** The exercise **
Keep the images out and copy every entry below exactly.

Point annotations for photos
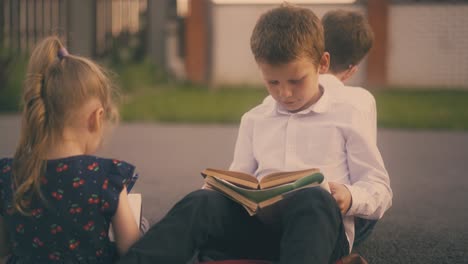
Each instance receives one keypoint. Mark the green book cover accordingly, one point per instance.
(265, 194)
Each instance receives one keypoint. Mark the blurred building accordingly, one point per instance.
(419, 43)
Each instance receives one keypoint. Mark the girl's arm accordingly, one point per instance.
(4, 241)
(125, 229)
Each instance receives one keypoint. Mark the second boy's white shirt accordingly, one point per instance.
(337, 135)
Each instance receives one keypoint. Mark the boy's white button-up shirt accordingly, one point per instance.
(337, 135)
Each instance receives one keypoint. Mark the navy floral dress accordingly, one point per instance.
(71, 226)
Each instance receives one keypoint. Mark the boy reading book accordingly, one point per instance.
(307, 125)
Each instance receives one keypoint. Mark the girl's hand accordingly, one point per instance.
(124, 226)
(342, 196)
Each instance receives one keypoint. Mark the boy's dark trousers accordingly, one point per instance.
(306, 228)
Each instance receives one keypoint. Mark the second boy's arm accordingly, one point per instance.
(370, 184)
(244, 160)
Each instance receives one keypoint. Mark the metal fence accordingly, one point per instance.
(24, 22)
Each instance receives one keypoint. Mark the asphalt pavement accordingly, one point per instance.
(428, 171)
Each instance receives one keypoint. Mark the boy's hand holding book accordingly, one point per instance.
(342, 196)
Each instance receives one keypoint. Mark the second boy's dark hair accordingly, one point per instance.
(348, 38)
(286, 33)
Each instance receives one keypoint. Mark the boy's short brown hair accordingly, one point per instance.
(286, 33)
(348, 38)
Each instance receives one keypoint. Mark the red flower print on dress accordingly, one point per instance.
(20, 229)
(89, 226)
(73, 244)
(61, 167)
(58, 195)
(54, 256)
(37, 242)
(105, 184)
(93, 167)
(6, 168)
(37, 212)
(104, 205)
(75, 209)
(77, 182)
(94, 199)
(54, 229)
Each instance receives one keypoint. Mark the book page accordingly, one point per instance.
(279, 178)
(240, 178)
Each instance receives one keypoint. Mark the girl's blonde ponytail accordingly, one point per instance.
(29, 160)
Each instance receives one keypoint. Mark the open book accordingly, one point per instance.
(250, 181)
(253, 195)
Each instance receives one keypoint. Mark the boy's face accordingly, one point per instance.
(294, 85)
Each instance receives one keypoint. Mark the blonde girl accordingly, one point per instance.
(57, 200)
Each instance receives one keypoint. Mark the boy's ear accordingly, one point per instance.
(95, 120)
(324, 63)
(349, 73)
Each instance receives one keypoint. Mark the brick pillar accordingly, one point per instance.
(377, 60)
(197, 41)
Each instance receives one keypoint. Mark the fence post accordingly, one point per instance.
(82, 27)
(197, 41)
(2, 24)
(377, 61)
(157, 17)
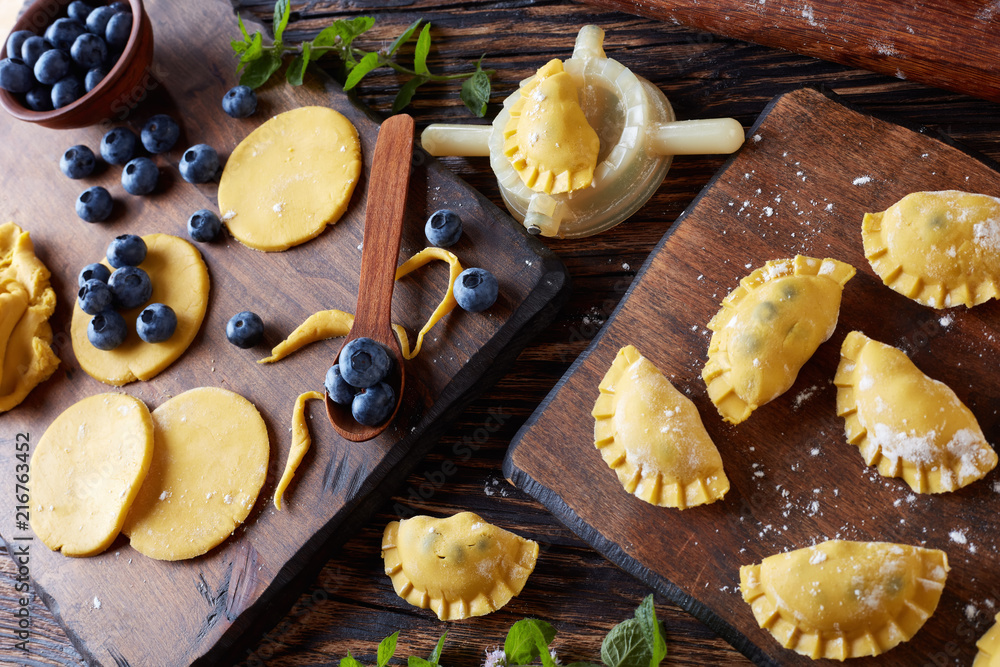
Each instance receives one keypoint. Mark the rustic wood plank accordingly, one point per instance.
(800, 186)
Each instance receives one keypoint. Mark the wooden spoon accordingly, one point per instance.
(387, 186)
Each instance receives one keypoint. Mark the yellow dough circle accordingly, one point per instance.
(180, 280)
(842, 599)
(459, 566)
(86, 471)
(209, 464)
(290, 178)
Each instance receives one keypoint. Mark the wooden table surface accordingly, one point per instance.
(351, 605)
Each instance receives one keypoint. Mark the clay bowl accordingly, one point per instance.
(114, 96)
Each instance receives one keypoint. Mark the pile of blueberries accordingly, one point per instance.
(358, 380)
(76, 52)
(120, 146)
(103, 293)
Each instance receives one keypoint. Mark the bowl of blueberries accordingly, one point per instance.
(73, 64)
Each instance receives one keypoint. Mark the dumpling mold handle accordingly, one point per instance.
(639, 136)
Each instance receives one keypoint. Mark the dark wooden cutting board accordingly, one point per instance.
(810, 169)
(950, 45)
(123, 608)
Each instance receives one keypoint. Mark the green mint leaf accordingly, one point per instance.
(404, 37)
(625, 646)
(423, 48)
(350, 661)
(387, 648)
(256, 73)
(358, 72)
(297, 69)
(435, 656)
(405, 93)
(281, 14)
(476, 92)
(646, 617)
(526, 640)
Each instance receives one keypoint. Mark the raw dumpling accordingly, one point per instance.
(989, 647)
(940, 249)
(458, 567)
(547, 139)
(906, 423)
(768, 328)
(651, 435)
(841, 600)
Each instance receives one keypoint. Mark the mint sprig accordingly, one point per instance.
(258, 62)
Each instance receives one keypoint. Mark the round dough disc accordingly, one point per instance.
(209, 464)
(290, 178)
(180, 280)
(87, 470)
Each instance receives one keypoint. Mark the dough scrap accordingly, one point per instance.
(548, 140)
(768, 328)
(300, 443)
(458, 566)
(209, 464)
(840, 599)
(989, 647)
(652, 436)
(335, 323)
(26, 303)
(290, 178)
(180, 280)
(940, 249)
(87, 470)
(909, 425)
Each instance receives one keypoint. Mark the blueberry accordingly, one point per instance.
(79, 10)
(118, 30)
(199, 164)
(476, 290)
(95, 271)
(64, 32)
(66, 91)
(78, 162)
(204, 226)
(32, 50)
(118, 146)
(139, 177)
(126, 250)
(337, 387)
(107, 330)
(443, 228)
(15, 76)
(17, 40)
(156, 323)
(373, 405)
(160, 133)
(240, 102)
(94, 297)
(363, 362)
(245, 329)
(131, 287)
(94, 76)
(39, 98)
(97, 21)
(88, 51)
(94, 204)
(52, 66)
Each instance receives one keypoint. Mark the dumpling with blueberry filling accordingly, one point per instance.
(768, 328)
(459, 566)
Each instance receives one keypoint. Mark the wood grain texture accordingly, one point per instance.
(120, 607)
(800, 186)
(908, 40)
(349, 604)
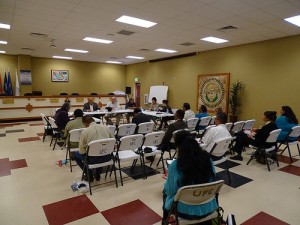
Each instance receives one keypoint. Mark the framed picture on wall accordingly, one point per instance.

** Full answer **
Each instance receives one keypoint. Mark the green book cover accordingly, one point per instance.
(265, 194)
Each instance receives one keypoint. Mark the blurred building accordingly, one point per instance.
(419, 43)
Each instance receives one keypoint. Mark the girl's arm accordingly, one point per instance.
(4, 241)
(125, 229)
Each instance receives one keypoint. Mark the second boy's white shirt accordingly, one point per instance.
(337, 135)
Each instance receives one keypoint. Mark the boy's white button-up shirt accordingly, one point per instance.
(337, 135)
Each instance receives one keypoint. Mark the navy floral dress accordingly, one point per instance.
(71, 226)
Each instance receives one keypoint. Mark the boy reading book accordingly, one point per instance.
(307, 125)
Each instance receives one keypoint. Mark the girl's hand accordingly, one point per instance.
(124, 226)
(342, 196)
Each instance receives one keypoint. Mark the boy's dark trousers accordingly, one point per instance.
(306, 228)
Each instance receives one keypoint. Mark the second boy's arm accordingly, one point per instance.
(370, 184)
(244, 160)
Each instance receives one keypoint. Mark the metal fence accordingly, one point per instance.
(24, 22)
Each instance receives one keypoint. Mark the asphalt pavement accordingly, one point per instance.
(428, 171)
Each instance receives one keypoint. Mark the boy's hand holding book accordingly, one point per instance.
(342, 196)
Each instance receives one keypoint. Mark the second boy's dark hair accordingly, one point per instance.
(348, 38)
(286, 33)
Each instance receives one keypoint. Mark the boy's short brown hair accordingly, one point per instance.
(286, 33)
(348, 38)
Each instance receives one keypoint. Mark the red flower print on dress accordingly, one point per instance.
(20, 229)
(89, 226)
(73, 244)
(61, 167)
(58, 195)
(54, 256)
(37, 242)
(105, 184)
(93, 167)
(6, 168)
(37, 212)
(104, 205)
(75, 209)
(77, 182)
(94, 199)
(54, 229)
Each instance receives one keypoint. Mark the book page accordingly, one point per instance.
(279, 178)
(240, 178)
Each instance receives one keypoint. Mark the girl's blonde ponytail accordingly, one point per instance.
(29, 160)
Each instance receives one keypoint. Mark the open book accordingly, one point per instance.
(250, 181)
(253, 195)
Each instance receives one keypoint. Mark the boy's face accordingly, one point per instance.
(294, 85)
Each instance receives one keypoint. Mark the blonde girl accordingly, one point per instance.
(57, 200)
Each instance receives one keypoint. Mark the boy's ear accordingly, one point per instance.
(95, 120)
(324, 63)
(349, 73)
Each instance receives one keypoint. Mark the brick pillar accordingly, one point per instance.
(377, 60)
(197, 41)
Each instance receives one keypoint. Mark the fence post accordingly, one point per instance.
(82, 27)
(197, 41)
(2, 24)
(377, 61)
(157, 17)
Each instance receives one keypoint. Mark the rustic wood plank accordingly, one point per instance.
(800, 186)
Each instance receives one keypoint. Mark the wooden spoon accordingly, one point per instance.
(387, 186)
Each instance receives one keypoint. Mark the yellow dough circle accordingly, one point per instance.
(180, 280)
(842, 599)
(459, 566)
(86, 471)
(209, 464)
(290, 178)
Each instance receives one keypoint. Mark the wooden table surface accordingly, one point per instance.
(351, 605)
Each instance receives one keypoint. Mark the clay bowl accordingly, one point per instance.
(114, 96)
Each instance receives one keypoint. Mark the pile of blueberries accordingly, one point per instance.
(358, 380)
(76, 52)
(120, 146)
(103, 293)
Each instance receives one keypoint. Mark the bowl of blueberries accordingly, one point per instance.
(73, 64)
Each instance receives one keypoint. Mark the dumpling mold handle accordingly, one point per instance.
(639, 136)
Each instance receives one keypoint. Mark the dark wooden cutting board accordingly, one point per instance.
(810, 169)
(950, 45)
(123, 608)
Each instance receives one keypoint. Mark the green mint leaf accordingly, one point per instance.
(404, 37)
(625, 646)
(423, 48)
(350, 661)
(387, 648)
(256, 73)
(358, 72)
(297, 69)
(435, 656)
(405, 93)
(281, 14)
(476, 92)
(646, 617)
(526, 640)
Each instance receives one keypoint. Mark the raw dumpling accordingly, one point per instance.
(989, 647)
(940, 249)
(458, 567)
(547, 139)
(906, 423)
(768, 328)
(651, 435)
(841, 600)
Each instance receives one keypoint. Mark the mint sprig accordingly, one point per instance.
(258, 62)
Each instance receives one keypoint. Mark the round dough disc accordingly, one point per instance.
(209, 464)
(290, 178)
(180, 280)
(87, 470)
Each instance receives one keypoint. Mark the dough scrap accordingly, one point per instance.
(548, 140)
(768, 328)
(300, 443)
(458, 566)
(209, 464)
(840, 599)
(989, 647)
(652, 436)
(335, 323)
(26, 303)
(290, 178)
(180, 280)
(940, 249)
(87, 470)
(909, 425)
Each instance receives one keypoint. Mark the blueberry accordingly, one point per instance.
(79, 10)
(118, 30)
(199, 164)
(476, 290)
(95, 271)
(64, 32)
(66, 91)
(78, 162)
(204, 226)
(32, 50)
(118, 146)
(139, 177)
(126, 250)
(337, 387)
(107, 330)
(443, 228)
(15, 76)
(17, 40)
(156, 323)
(373, 405)
(160, 133)
(240, 102)
(94, 297)
(363, 362)
(245, 329)
(131, 287)
(94, 76)
(39, 98)
(97, 21)
(88, 51)
(94, 204)
(52, 66)
Each instance receives one keypoint. Mark the dumpling with blueberry filling accordingly, one point per instance.
(768, 328)
(459, 566)
Each instance receives one keypoint. Mark the wood grain texture accordingly, one point per instance.
(120, 607)
(800, 186)
(908, 40)
(349, 604)
Each instance receives one keypoint. Mark the framed picture on wall accordingly, one point per instance.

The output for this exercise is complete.